**Prompt:**
Format every line of the records below as a Markdown table with the columns "Row" and "Line", numbering the rows and skipping any blank lines. Leave the pictures out of the table.

**Supplied entries:**

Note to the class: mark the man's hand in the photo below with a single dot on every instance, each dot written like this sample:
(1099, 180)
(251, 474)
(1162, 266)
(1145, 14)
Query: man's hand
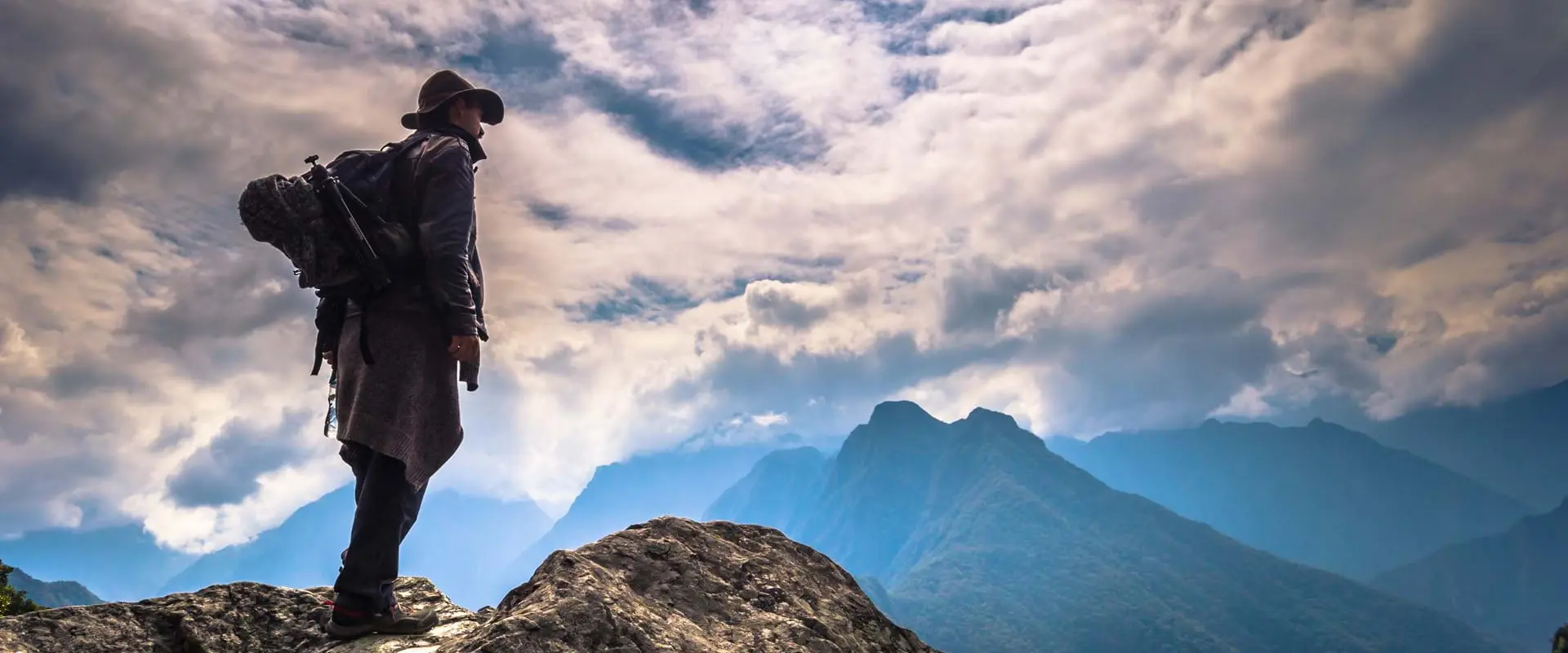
(465, 348)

**Finished task:**
| Row | Line |
|---|---|
| 1 | Note to the class: mark the man's hand in the photo below with a single dot on every instance, each dot written like this sample: |
| 2 | (1099, 180) |
| 3 | (251, 474) |
| 4 | (1162, 266) |
| 5 | (1145, 14) |
| 6 | Query: man's hand |
| 7 | (465, 348) |